_Point placement rows_.

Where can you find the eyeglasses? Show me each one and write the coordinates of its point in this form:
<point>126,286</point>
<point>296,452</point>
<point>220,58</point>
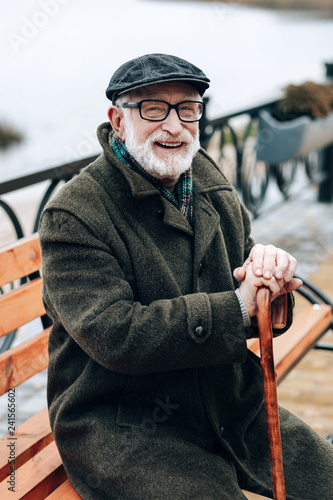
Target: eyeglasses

_Directions_.
Could you revise every row above so that "eyeglasses" becomes "spectacles" with nothing else changed, and leave the picture out of your version?

_Task output_.
Where can you find the spectacles? Show me each one and write the coordinates of its point in this form:
<point>126,286</point>
<point>296,452</point>
<point>220,58</point>
Target: spectacles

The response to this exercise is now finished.